DIRECTIVES —
• a. In the Donnie Munro biography, rewrite the part starting at "Munro released a" and ending at "Culture on Skye.", swapping "Skye" for "Lewis".
• b. Answer these questions from the Donnie Munro biography:
(i) Where was Munro born?
(ii) Where did Munro give his final performance with Runrig?
(iii) What award did Heart of America win?
• c. Continue the Donnie Munro biography past its final sentence.

QUOTED PASSAGE —
----
Donnie Munro (Scottish Gaelic: Donaidh Rothach /dɔnɪ rɔhəx/) (born 2 August 1953) is a Scottish musician, and former lead singer of the band Runrig.

A native speaker of Scots Gaelic, much of his work is in that language.

Early life
Munro was born in Uig, Isle of Skye in the Inner Hebrides.  He attended Gray's School of Art in Aberdeen and earned a postgraduate degree in teaching at Moray House in Edinburgh.

Music career
He first saw Runrig play in 1973 and was approached one year later to become a member of the band. As lead singer of Runrig, Munro became established as a Gaelic music performer of the 1980s and 1990s.

Munro left Runrig in 1997 to pursue a career in politics. His final performance was a farewell concert at Stirling Castle on 29 August.

Munro released a solo  album, Heart of America, done in collaboration with fellow Skye songwriters Blair Douglas and Richard Macintyre, and won Album of the Year in the Scottish TradMusic Awards 2006. He continues to work as the Director of Development at Sabhal Mòr Ostaig, Scotland's National Centre for the Gaelic Language and Culture on Skye.
----
PROVIDED DATA —

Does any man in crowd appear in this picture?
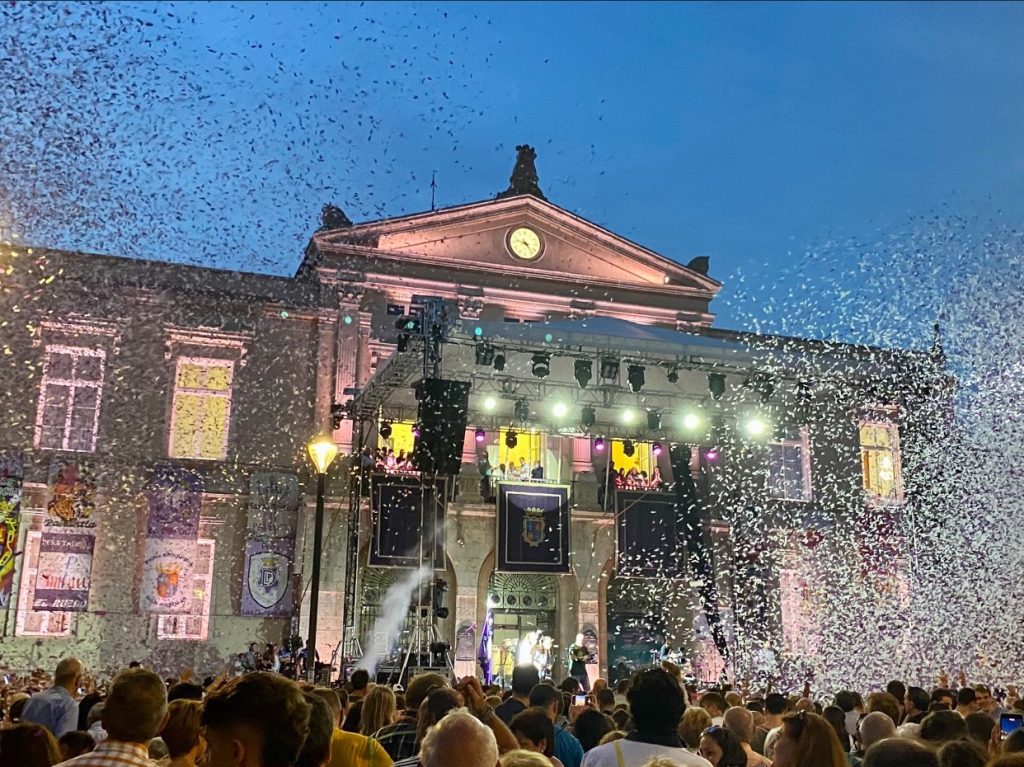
----
ANSWERS BY TASK —
• a.
Munro released a solo  album, Heart of America, done in collaboration with fellow Lewis songwriters Blair Douglas and Richard Macintyre, and won Album of the Year in the Scottish TradMusic Awards 2006. He continues to work as the Director of Development at Sabhal Mòr Ostaig, Scotland's National Centre for the Gaelic Language and Culture on Lewis.

• b.
(i) Uig, Isle of Skye, in the Inner Hebrides.
(ii) At a farewell concert at Stirling Castle on 29 August.
(iii) Album of the Year in the Scottish TradMusic Awards 2006.

• c.
Munro completed a series of live shows titled 'An Turas - The Journey', with a forty piece ensemble and is preparing for the release of a live album, recorded at the Royal Concert Hall in Glasgow, during Celtic Connections 2008.

For Runrig's 40th anniversary at the Black Isle show ground at Muir of Ord on 10 August 2013, Munro appeared as a special guest and performed three songs. For Runrig's farewell concert, "The Last Dance" in City Park, Stirling, on 18 August 2018, Munro appeared as a special guest, performing two songs.

Politics
Munro was elected as Rector of the University of Edinburgh in 1991, a position he held until 1994. He contested the UK Parliamentary seat of Ross, Skye and Inverness West in the 1997 General Election but was defeated by Charles Kennedy (Liberal Democrat).  He then contested the Scottish Parliament seat of Ross, Skye and Inverness West at the 1999 Scottish Parliament election for Labour, but was defeated by Liberal Democrat John Farquhar Munro. These necessitated his leaving the band, which he did in 1997.  His reasons for departure were a matter for lengthy private discussion over a two-year period but were never the subject of public discourse.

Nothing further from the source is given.